_Exercise details_: Output every line of the data exactly as it appears.

_Working data_:
/---

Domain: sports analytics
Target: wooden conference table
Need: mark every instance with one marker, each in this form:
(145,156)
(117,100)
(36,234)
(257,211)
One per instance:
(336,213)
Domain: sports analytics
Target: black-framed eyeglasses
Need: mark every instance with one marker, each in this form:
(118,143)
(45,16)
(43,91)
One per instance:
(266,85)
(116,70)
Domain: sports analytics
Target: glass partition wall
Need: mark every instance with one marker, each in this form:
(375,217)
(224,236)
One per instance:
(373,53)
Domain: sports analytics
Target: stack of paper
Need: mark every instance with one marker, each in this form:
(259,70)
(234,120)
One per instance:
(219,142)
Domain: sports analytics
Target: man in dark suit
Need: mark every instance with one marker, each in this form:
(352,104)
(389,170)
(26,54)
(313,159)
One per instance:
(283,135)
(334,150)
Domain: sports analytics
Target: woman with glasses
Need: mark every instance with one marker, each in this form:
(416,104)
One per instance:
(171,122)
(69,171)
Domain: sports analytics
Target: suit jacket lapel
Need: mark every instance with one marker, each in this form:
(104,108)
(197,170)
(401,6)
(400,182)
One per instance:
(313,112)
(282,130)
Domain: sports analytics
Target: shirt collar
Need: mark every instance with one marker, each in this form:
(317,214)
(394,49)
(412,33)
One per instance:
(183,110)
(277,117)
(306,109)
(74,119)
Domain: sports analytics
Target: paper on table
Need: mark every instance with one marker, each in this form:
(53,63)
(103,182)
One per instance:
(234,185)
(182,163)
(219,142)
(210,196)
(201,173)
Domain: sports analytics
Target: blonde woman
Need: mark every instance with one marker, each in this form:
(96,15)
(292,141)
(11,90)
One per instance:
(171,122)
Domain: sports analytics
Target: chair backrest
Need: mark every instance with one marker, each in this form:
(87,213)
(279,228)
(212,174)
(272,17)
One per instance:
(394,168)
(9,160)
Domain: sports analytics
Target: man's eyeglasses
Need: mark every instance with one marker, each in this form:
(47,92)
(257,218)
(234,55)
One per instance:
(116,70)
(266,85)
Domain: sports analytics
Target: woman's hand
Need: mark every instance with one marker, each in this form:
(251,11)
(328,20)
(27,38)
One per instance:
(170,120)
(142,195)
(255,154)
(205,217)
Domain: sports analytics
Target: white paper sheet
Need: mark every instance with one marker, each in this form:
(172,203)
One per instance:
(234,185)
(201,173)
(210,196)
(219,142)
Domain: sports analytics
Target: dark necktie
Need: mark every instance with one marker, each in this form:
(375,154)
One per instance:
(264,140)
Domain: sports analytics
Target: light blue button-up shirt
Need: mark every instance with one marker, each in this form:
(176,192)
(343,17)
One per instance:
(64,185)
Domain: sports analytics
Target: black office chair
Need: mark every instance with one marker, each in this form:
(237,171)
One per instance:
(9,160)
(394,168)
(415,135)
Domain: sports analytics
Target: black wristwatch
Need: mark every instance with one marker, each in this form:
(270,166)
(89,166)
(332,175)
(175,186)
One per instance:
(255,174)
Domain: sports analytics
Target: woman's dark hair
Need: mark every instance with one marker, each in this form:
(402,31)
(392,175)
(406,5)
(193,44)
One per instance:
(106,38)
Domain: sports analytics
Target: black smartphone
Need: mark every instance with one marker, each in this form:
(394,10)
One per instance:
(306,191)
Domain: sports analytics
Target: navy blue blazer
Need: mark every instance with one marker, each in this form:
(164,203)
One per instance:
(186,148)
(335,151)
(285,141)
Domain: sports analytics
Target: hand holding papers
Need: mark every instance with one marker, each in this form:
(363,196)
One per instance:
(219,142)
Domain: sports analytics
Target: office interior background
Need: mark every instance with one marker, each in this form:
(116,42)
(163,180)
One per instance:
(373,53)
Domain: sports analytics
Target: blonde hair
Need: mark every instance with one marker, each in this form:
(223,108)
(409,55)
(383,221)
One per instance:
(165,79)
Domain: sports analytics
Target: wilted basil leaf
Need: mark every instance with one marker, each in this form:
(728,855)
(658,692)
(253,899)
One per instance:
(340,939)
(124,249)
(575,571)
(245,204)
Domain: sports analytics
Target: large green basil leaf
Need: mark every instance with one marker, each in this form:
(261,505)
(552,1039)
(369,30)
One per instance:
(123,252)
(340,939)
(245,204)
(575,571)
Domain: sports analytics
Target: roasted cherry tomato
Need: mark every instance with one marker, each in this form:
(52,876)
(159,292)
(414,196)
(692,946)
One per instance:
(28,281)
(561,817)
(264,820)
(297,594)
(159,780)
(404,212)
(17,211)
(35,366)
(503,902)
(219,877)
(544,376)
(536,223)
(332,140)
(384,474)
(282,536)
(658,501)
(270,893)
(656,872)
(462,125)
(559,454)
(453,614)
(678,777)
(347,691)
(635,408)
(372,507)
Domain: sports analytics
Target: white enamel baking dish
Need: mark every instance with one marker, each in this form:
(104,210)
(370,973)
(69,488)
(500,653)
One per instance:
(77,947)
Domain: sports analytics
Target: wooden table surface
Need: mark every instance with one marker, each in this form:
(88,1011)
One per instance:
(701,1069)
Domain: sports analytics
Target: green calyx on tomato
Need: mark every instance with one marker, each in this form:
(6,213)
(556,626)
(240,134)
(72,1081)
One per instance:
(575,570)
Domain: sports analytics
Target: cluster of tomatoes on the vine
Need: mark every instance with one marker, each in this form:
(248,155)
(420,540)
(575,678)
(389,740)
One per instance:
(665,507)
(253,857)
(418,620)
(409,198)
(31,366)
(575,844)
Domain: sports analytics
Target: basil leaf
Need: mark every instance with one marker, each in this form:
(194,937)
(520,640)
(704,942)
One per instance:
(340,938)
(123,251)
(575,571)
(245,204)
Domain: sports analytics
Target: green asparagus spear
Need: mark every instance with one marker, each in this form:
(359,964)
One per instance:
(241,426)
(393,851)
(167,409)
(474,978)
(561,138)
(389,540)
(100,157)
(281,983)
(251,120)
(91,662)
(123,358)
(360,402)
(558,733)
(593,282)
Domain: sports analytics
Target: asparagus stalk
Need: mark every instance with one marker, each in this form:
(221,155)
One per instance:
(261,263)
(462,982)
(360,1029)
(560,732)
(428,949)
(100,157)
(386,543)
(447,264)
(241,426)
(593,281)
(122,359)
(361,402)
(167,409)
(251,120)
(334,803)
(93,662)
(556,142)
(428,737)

\---

_Output below_:
Domain: sports analytics
Target: wooden conference table
Need: mark every instance with one marker, each in this form:
(145,156)
(117,100)
(36,234)
(257,211)
One per instance:
(336,213)
Domain: sports analytics
Target: black-framed eyeglasses
Need: mark every instance with one marker, each in this form:
(118,143)
(45,16)
(43,91)
One per instance:
(266,85)
(116,70)
Domain: sports analytics
Target: glass partition wall
Need: mark every instance with one marker, each in this form:
(375,217)
(224,236)
One per instance:
(373,53)
Domain: sports analytics
Target: stack of paper
Need: mark every instance with one marker, each in this form:
(259,70)
(234,120)
One per instance:
(219,142)
Domain: sports analytics
Target: man in dark suit
Need: mark every instance with one marker, each in this form:
(352,104)
(389,170)
(26,54)
(313,159)
One per instance:
(283,135)
(334,150)
Domain: sports analytics
Target: woman with glasses
Need: mark every instance with one marker, each in this form:
(416,104)
One per instance:
(171,122)
(69,171)
Domain: sports analytics
Target: suit jacket lapel
Need: mark every instance with one marker, each in this form:
(104,108)
(197,170)
(401,6)
(400,182)
One per instance:
(313,112)
(282,130)
Domain: sports analytics
Target: shirt collar
Need: mark every instance with one marker, each in this form:
(317,214)
(394,49)
(412,33)
One per instance:
(183,110)
(277,117)
(306,109)
(74,119)
Domain: sports analytics
Target: paper on table
Need: mark every instance with one marker, each in this form:
(53,63)
(103,182)
One per instance:
(234,185)
(182,163)
(219,142)
(210,196)
(201,173)
Domain: sports analytics
Target: blonde woman
Need: mark every instance with one marker, each in this form:
(96,15)
(292,141)
(11,90)
One per instance:
(171,122)
Domain: sports analytics
Target: chair backrest
Need: mark every instance with one marker, each in this form:
(87,213)
(279,228)
(212,174)
(272,17)
One per instance:
(394,168)
(9,160)
Domain: sports analytics
Target: man's eyeglasses
Need: mark every instance with one marker, each in this form:
(47,92)
(257,218)
(234,55)
One per instance:
(116,70)
(266,85)
Domain: sports analytics
Target: woman's hand
Need: mark every instance with one marker, each in this form:
(251,11)
(328,20)
(27,38)
One per instance:
(170,120)
(142,195)
(255,154)
(205,217)
Domain: sports analytics
Target: white paper sheet
Need: mark every instance with one marker, each in this form:
(172,203)
One per instance:
(234,185)
(201,173)
(210,196)
(219,142)
Domain: sports analytics
Target: dark necktie
Need: mark every instance with one marker, each in this form:
(375,154)
One per instance:
(264,140)
Domain: sports analytics
Target: light blue button-up shirt
Need: mark every instance with one marker, each in this form:
(176,192)
(343,17)
One per instance:
(64,185)
Domain: sports analytics
Target: black office chair
Need: mark every instance with one marker, each in this form:
(237,171)
One per instance:
(9,160)
(394,168)
(415,135)
Domain: sports analytics
Target: black wristwatch
Need: mark every instance with one marker, each in this form:
(270,166)
(89,166)
(332,175)
(175,186)
One per instance:
(255,174)
Domain: sports analytics
Target: woman's dark hair
Need: mark every instance with one marker, each in this form:
(402,31)
(392,175)
(406,5)
(193,44)
One per instance:
(106,38)
Domain: sports analytics
Target: black smartphone
Need: mark every instance with one marker, each in this form:
(394,10)
One per instance:
(306,191)
Domain: sports analytics
Target: navy blue blazer
Need: mark every instance with one marker, each in this form:
(164,203)
One per instance:
(186,148)
(335,151)
(285,141)
Domain: sports analytics
Target: hand holding papers
Need: mark every instance with one marker, each in this form:
(363,196)
One per instance:
(219,142)
Domain: sports analytics
Target: office interior background
Need: mark every instance with one marker, each in this form:
(116,42)
(163,180)
One per instance:
(373,53)
Domain: sports analytics
Target: blonde hair
Need: mark every instance with one marker, each in this form:
(223,108)
(409,55)
(383,221)
One per instance:
(165,79)
Domain: sports analytics
Target: wilted basil leaf
Need: mark every instance with one marker, each in this form:
(728,855)
(658,692)
(253,899)
One per instance:
(340,939)
(124,249)
(575,571)
(245,204)
Domain: sports analytics
Target: large green basil leaf
Need: mark every instance with one marker, each in this form:
(261,505)
(552,1039)
(369,30)
One per instance:
(123,252)
(340,939)
(245,204)
(575,571)
Domain: sports analytics
Target: roasted cherry tomato
Need: mark every instance with one marker, each in this form:
(52,876)
(159,292)
(414,196)
(692,946)
One per instance:
(28,281)
(561,817)
(264,820)
(297,594)
(159,780)
(404,212)
(17,211)
(35,366)
(503,902)
(219,877)
(544,376)
(536,223)
(332,140)
(384,474)
(282,536)
(658,501)
(270,893)
(656,872)
(462,125)
(559,454)
(453,614)
(678,777)
(347,691)
(635,408)
(372,507)
Domain: sports analytics
Target: white enamel baking dish
Need: mark every instance with one marker, each in this form:
(104,210)
(370,973)
(69,488)
(500,653)
One per instance:
(77,947)
Domain: sports analytics
Target: wooden table surface
Need: mark every instance with one marker, each in this form:
(88,1011)
One per instance:
(701,1069)
Domain: sports analytics
Target: green calyx on tomato
Need: mark every instance with one marker, each in this form:
(6,213)
(556,626)
(240,134)
(72,1081)
One per instance:
(575,570)
Domain: sports analytics
Target: cluster of tomatoes on the vine
Need: mark every instance with one marker, each in this form:
(248,155)
(420,540)
(575,678)
(389,740)
One per instance:
(665,507)
(253,857)
(418,620)
(409,198)
(31,366)
(575,844)
Domain: sports analytics
Target: basil leaf
Need: mark every instance with one marker, each in this form:
(194,937)
(520,640)
(704,942)
One per instance:
(340,938)
(123,251)
(575,571)
(245,204)
Domain: sports analytics
Target: green asparagus spear
Need: mark every instance with one marker, each in this form:
(359,964)
One per instance:
(241,426)
(393,851)
(167,409)
(474,978)
(561,138)
(389,540)
(100,157)
(281,983)
(251,120)
(91,662)
(123,358)
(360,402)
(558,733)
(593,282)
Domain: sports analytics
Target: asparagus stalk
Need: mark every instance with one marker, each in this form:
(221,155)
One per instance:
(261,263)
(462,982)
(360,1029)
(560,732)
(428,949)
(100,157)
(386,543)
(447,264)
(241,426)
(593,281)
(122,359)
(361,402)
(167,409)
(251,120)
(334,803)
(93,662)
(556,142)
(428,737)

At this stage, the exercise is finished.